[The task]:
Pictures aside, repeat the listing below exactly.

** Data in this exercise follows **

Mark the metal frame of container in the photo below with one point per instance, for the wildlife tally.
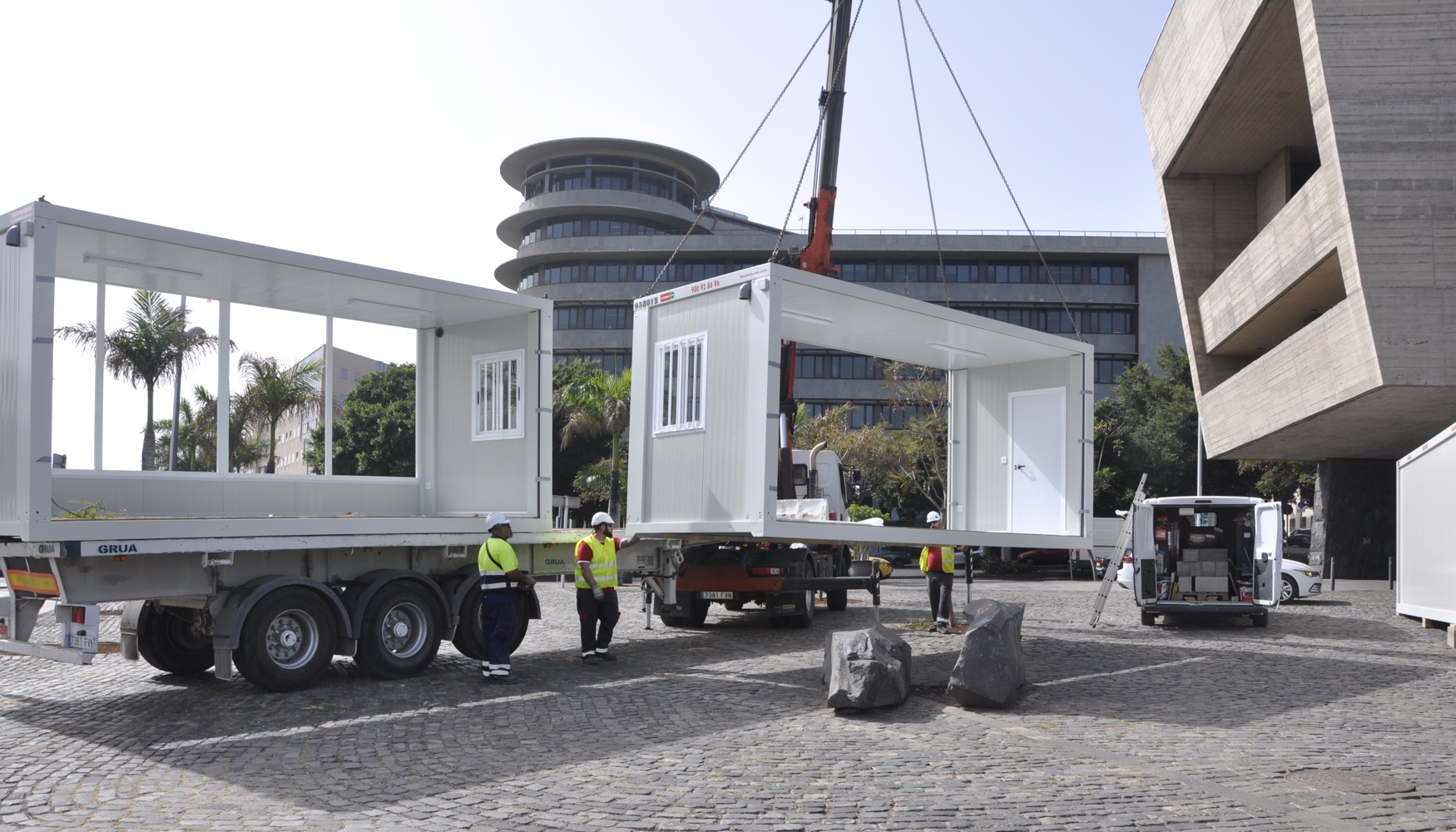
(458, 480)
(1424, 566)
(718, 480)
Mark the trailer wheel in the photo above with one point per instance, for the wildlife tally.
(468, 632)
(172, 643)
(287, 640)
(401, 636)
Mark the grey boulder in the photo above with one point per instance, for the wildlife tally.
(990, 666)
(867, 667)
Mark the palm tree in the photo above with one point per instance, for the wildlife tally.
(275, 391)
(149, 349)
(599, 405)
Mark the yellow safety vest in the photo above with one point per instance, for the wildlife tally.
(947, 560)
(603, 562)
(497, 557)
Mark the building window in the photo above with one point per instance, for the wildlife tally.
(592, 318)
(1108, 370)
(681, 366)
(497, 395)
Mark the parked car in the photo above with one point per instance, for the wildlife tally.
(1298, 579)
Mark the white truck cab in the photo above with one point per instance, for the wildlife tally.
(1207, 556)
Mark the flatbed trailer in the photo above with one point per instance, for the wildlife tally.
(274, 574)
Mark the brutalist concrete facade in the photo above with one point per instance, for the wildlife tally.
(1306, 158)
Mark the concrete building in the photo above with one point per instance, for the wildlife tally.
(1308, 174)
(293, 432)
(602, 216)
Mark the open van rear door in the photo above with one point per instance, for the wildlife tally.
(1269, 552)
(1145, 568)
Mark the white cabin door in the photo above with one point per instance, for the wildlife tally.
(1038, 461)
(1269, 552)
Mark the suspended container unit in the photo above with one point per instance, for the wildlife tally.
(705, 413)
(1424, 566)
(215, 562)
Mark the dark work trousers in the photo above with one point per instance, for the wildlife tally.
(497, 631)
(596, 638)
(939, 585)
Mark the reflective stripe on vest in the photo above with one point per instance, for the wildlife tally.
(494, 577)
(947, 562)
(603, 562)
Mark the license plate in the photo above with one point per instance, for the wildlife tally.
(85, 643)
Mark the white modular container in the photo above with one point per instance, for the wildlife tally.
(1424, 564)
(471, 458)
(705, 399)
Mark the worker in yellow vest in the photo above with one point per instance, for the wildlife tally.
(501, 582)
(597, 589)
(938, 564)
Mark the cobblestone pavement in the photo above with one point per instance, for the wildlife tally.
(1188, 726)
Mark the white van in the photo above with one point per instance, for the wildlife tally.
(1207, 556)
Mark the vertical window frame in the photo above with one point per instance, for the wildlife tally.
(681, 380)
(501, 379)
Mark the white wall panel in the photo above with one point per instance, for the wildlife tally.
(1426, 564)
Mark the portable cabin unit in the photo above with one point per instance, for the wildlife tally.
(1424, 564)
(705, 399)
(483, 392)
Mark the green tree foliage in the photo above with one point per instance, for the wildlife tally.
(274, 392)
(1279, 480)
(902, 468)
(1152, 426)
(597, 404)
(374, 433)
(570, 461)
(146, 350)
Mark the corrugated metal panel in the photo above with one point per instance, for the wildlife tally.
(188, 494)
(17, 285)
(488, 475)
(699, 475)
(1426, 568)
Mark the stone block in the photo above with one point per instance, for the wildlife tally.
(990, 667)
(865, 667)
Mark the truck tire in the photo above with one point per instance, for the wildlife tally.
(287, 640)
(468, 631)
(171, 643)
(401, 632)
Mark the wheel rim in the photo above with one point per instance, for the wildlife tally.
(402, 630)
(293, 638)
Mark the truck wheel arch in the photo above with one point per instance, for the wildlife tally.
(239, 602)
(364, 587)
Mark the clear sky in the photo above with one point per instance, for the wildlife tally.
(374, 131)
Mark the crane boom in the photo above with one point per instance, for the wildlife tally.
(832, 102)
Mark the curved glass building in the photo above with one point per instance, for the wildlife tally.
(603, 216)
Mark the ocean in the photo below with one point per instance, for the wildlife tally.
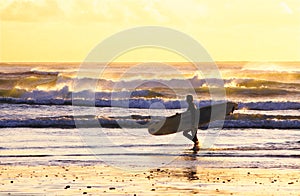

** End of Data in this exercise **

[Completed task]:
Mark the metal frame of container in the photo below with one point per instance, for the wildlife tally.
(458, 480)
(1424, 566)
(718, 480)
Mark the trailer wheel in the photo above with one point per instance, for the wildlife tally.
(468, 632)
(172, 643)
(287, 640)
(401, 636)
Mark the grey boulder in the photo above with one point per instance, for the wildlife tally.
(990, 666)
(867, 667)
Mark the palm tree in the photo above with one point per instance, for the wildlife tally.
(275, 391)
(149, 349)
(599, 405)
Mark the yellow safety vest in the photo above with one point per instance, for the wildlife tally.
(947, 560)
(603, 562)
(497, 557)
Mark the building window in the photo above with one point per instance, for the wildlife tally.
(592, 318)
(1108, 370)
(681, 366)
(497, 395)
Mark the parked car in the photo above with one point per instance, for the wildlife tally.
(1298, 579)
Mark the white truck cab in the photo above with one point per instance, for the wildlife tally.
(1207, 556)
Mark the flatbed trailer in the photo above with one point per instance, for the wildlife tally.
(274, 574)
Mark the brutalist concrete facade in the photo above with one point per instance, for the wildlife tally.
(1306, 158)
Mark the concrete building in the photo above with one point per instance, for the wildlife tally.
(1308, 174)
(293, 432)
(602, 216)
Mark the open van rear door in the photo above with one point per instance, for the wildlife tally.
(1269, 552)
(1145, 568)
Mark the white cabin door in the photo above with one point per instance, for the wildlife tally.
(1038, 461)
(1269, 552)
Mark the suspended container unit in the photo above with one point per instance, for the wildlife tally.
(705, 413)
(1424, 566)
(215, 562)
Mark the dark work trousers in the photo above with one point per instance, for the wildlife tally.
(497, 631)
(596, 638)
(939, 585)
Mark the reflective stripe on vest in the photo above with one point per instance, for the wildlife tally.
(494, 577)
(947, 562)
(603, 562)
Mark the license plate in the photo above with one point per instance, for the wildlife tally.
(85, 643)
Mark the white modular container in the photo above with one point per instance, for the wildlife tally.
(1424, 564)
(471, 458)
(705, 399)
Mark the worker in yellow vest in the photo above with one point per instance, for the wildlife tally.
(501, 582)
(597, 589)
(938, 564)
Mark the cobblestone pavement in the photo above with one point per instance, for the wildlife tally.
(1188, 726)
Mark the white van in the photo above with one point per instance, for the wildlife tally.
(1207, 556)
Mark the vertical window frame in the photo above with one point per instance, for the wildlife tally.
(681, 380)
(501, 379)
Mark the white wall panel in the photo above with one point per instance, for the wildlife tally.
(1426, 564)
Mark the portable cabin unit in the photo above with one point per instance, for the wildlife tally.
(1424, 564)
(705, 399)
(483, 392)
Mark the green tree foliage in the photo above with one point per instance, for the wildlife tally.
(274, 392)
(1279, 480)
(902, 468)
(1152, 426)
(597, 404)
(374, 433)
(570, 461)
(146, 350)
Mark the corrugated metal panel in the photo above with one point per instance, for the wildlife tally.
(188, 494)
(17, 285)
(488, 475)
(699, 475)
(1426, 568)
Mark the stone block in the photo above with one point per instance, for the wildlife tally.
(990, 667)
(865, 667)
Mark the truck tire in the photo above with one point per instance, for the wildlife tally.
(287, 640)
(468, 631)
(171, 643)
(401, 632)
Mark the wheel rim in the photo above with one point per instance, for the wildlife tally.
(402, 630)
(293, 638)
Mark the truck wheel arch in the photo above with one point per instance, for the wildlife tally.
(239, 602)
(364, 587)
Mark the clear sky in the photo above with one point per instance, for the wildlife tally.
(374, 131)
Mark the crane boom in the photo above with one point per instance, for the wildlife tally.
(832, 102)
Mark the curved glass building in the photo above with one point per instance, for the wildlife tally.
(603, 216)
Mark the ocean in the photo below with one point per instance, for the wildlife tally.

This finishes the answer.